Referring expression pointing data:

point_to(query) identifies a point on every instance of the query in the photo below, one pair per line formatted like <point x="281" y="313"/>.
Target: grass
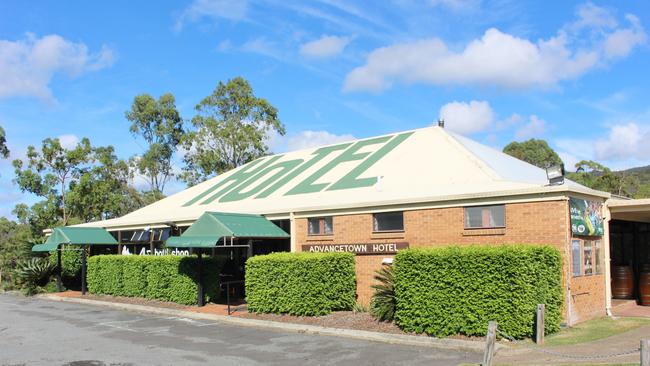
<point x="594" y="329"/>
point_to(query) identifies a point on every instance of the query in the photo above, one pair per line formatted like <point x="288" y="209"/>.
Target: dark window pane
<point x="388" y="221"/>
<point x="485" y="216"/>
<point x="320" y="225"/>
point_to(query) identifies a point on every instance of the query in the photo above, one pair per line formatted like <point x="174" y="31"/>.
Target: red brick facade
<point x="526" y="223"/>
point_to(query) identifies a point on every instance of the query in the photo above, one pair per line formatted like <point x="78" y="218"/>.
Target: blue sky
<point x="574" y="73"/>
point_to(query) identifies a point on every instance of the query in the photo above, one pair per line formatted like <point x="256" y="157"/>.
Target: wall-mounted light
<point x="555" y="174"/>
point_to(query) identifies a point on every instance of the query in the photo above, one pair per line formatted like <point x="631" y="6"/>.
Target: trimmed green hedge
<point x="458" y="290"/>
<point x="300" y="283"/>
<point x="167" y="278"/>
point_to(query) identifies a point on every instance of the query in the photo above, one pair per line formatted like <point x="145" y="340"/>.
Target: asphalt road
<point x="41" y="332"/>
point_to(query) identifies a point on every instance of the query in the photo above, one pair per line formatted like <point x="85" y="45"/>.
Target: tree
<point x="597" y="176"/>
<point x="161" y="126"/>
<point x="533" y="151"/>
<point x="15" y="245"/>
<point x="102" y="191"/>
<point x="4" y="151"/>
<point x="50" y="171"/>
<point x="232" y="126"/>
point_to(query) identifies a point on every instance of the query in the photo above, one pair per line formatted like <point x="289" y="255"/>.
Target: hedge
<point x="458" y="290"/>
<point x="168" y="278"/>
<point x="300" y="283"/>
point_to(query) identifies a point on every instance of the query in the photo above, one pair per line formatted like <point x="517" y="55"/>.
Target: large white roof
<point x="424" y="165"/>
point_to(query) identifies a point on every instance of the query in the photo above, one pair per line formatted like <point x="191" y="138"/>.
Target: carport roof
<point x="213" y="226"/>
<point x="75" y="236"/>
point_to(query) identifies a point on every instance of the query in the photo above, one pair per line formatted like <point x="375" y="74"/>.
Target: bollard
<point x="490" y="340"/>
<point x="539" y="331"/>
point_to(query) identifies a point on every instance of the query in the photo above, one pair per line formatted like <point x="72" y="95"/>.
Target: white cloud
<point x="621" y="42"/>
<point x="28" y="65"/>
<point x="68" y="141"/>
<point x="326" y="46"/>
<point x="455" y="4"/>
<point x="235" y="10"/>
<point x="467" y="118"/>
<point x="304" y="140"/>
<point x="533" y="129"/>
<point x="500" y="59"/>
<point x="628" y="141"/>
<point x="261" y="46"/>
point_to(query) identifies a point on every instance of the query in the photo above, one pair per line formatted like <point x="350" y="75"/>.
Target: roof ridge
<point x="480" y="163"/>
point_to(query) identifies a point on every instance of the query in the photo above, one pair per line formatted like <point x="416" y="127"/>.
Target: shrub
<point x="457" y="290"/>
<point x="382" y="304"/>
<point x="300" y="283"/>
<point x="167" y="278"/>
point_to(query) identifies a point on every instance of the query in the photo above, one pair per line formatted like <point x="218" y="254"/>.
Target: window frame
<point x="596" y="254"/>
<point x="377" y="231"/>
<point x="466" y="221"/>
<point x="323" y="220"/>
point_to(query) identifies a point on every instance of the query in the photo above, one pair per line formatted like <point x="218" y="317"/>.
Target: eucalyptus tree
<point x="48" y="172"/>
<point x="4" y="150"/>
<point x="161" y="126"/>
<point x="231" y="128"/>
<point x="534" y="151"/>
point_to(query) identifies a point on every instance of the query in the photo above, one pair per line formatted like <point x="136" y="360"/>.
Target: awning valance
<point x="75" y="236"/>
<point x="211" y="227"/>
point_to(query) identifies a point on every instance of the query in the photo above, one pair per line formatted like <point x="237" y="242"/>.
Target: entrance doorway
<point x="629" y="239"/>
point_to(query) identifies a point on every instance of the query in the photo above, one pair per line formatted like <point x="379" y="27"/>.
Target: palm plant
<point x="382" y="304"/>
<point x="33" y="273"/>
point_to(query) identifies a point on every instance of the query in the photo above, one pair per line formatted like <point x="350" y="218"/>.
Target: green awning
<point x="75" y="236"/>
<point x="211" y="227"/>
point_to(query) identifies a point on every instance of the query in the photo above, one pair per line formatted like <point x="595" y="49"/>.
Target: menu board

PROBLEM TO WORK ON » Without copying the pictures, transcribe the entries exactly.

YOUR RESPONSE »
point_to(query) identifies a point on every instance of the query in the photo below, one pair per line formatted like <point x="281" y="313"/>.
Target: grass
<point x="594" y="329"/>
point_to(query) identifies a point on every instance of the query in the photo above, one pair per line formatted like <point x="288" y="209"/>.
Target: dark window pane
<point x="388" y="221"/>
<point x="485" y="216"/>
<point x="320" y="225"/>
point_to(query) identifies a point on every instance of the query in the photo above, one pair per line formatted like <point x="174" y="31"/>.
Target: red brick facade
<point x="526" y="223"/>
point_to(query) identifies a point on every instance of the query in the photo above, one pair per line formatted like <point x="78" y="218"/>.
Target: blue sky
<point x="574" y="73"/>
point_to(query) identifies a point on every instance of the query in the photo above, one pair per line formatted like <point x="256" y="157"/>.
Target: wall-mounted light
<point x="555" y="174"/>
point_to(query) identifies a point on every instance of the query in the photo above, one pair per line formatted like <point x="631" y="6"/>.
Target: trimmed green hedge
<point x="458" y="290"/>
<point x="300" y="283"/>
<point x="167" y="278"/>
point_to(query) identifies a point on every instance of the query in the photo above, one pair per line formatted like <point x="145" y="340"/>.
Target: asphalt road
<point x="41" y="332"/>
point_to(query) identifies a point on every instance of the query in the photo above, one pair per line formatted like <point x="85" y="45"/>.
Target: tree
<point x="597" y="176"/>
<point x="161" y="126"/>
<point x="533" y="151"/>
<point x="15" y="245"/>
<point x="102" y="191"/>
<point x="4" y="151"/>
<point x="50" y="171"/>
<point x="232" y="126"/>
point_to(query) identifies a point on every instance of the query in the photo above, one pair per line formatted like <point x="289" y="255"/>.
Target: hedge
<point x="458" y="290"/>
<point x="168" y="278"/>
<point x="300" y="283"/>
point_to(query) identifies a point on every instance of the query in the photo above, one pair per line formatted like <point x="517" y="55"/>.
Target: large white roof
<point x="424" y="165"/>
point_to(query) identifies a point on every instance of the query in the photo above, one pair per line formatted like <point x="191" y="138"/>.
Target: carport roof
<point x="213" y="226"/>
<point x="75" y="236"/>
point_to(query) identifies a point on every instance of the query in the photo above, one pair per line formatted like <point x="375" y="74"/>.
Target: bollard
<point x="490" y="340"/>
<point x="539" y="331"/>
point_to(query) identifies a point on every instance of the query in the photo above, one pair per line formatted like <point x="72" y="95"/>.
Target: white cloud
<point x="621" y="42"/>
<point x="28" y="65"/>
<point x="68" y="141"/>
<point x="326" y="46"/>
<point x="455" y="4"/>
<point x="235" y="10"/>
<point x="467" y="118"/>
<point x="304" y="140"/>
<point x="533" y="129"/>
<point x="500" y="59"/>
<point x="628" y="141"/>
<point x="261" y="46"/>
point_to(query) identifies a point on every instance of the query in the photo above, one pair per line formatted like <point x="350" y="75"/>.
Target: roof ridge
<point x="480" y="163"/>
point_to(query) identifies a point on every instance of the query in the photo above, one pair per line formatted like <point x="416" y="127"/>.
Target: shrub
<point x="457" y="290"/>
<point x="382" y="304"/>
<point x="300" y="283"/>
<point x="167" y="278"/>
point_to(query) identifies a point on every instance of the query in the photo above, one pair per line formatted like <point x="218" y="254"/>.
Target: window frame
<point x="596" y="254"/>
<point x="377" y="231"/>
<point x="466" y="221"/>
<point x="323" y="220"/>
point_to(query) identifies a point on every instance of the query in the photo above, one pair per line formatted like <point x="218" y="317"/>.
Target: eucalyptus tree
<point x="48" y="172"/>
<point x="4" y="150"/>
<point x="161" y="126"/>
<point x="231" y="128"/>
<point x="534" y="151"/>
point_to(query) identifies a point on every instance of the query in the photo above, one pair per line formatted like <point x="136" y="360"/>.
Target: awning valance
<point x="75" y="236"/>
<point x="211" y="227"/>
point_to(query) identifies a point on every instance of the query in the photo above, one pair per line formatted like <point x="237" y="242"/>.
Target: entrance doorway
<point x="629" y="239"/>
point_to(query) identifies a point on every instance of the query in the photo above, one pair per line formatted like <point x="379" y="27"/>.
Target: palm plant
<point x="382" y="304"/>
<point x="33" y="273"/>
point_to(query) identifies a point on every instance of the query in the photo above, one pair per line formatted like <point x="350" y="218"/>.
Target: green awning
<point x="75" y="236"/>
<point x="211" y="227"/>
point_to(query) identifies a point on every instance of the query in the photo above, one pair per line formatted like <point x="595" y="49"/>.
Target: menu board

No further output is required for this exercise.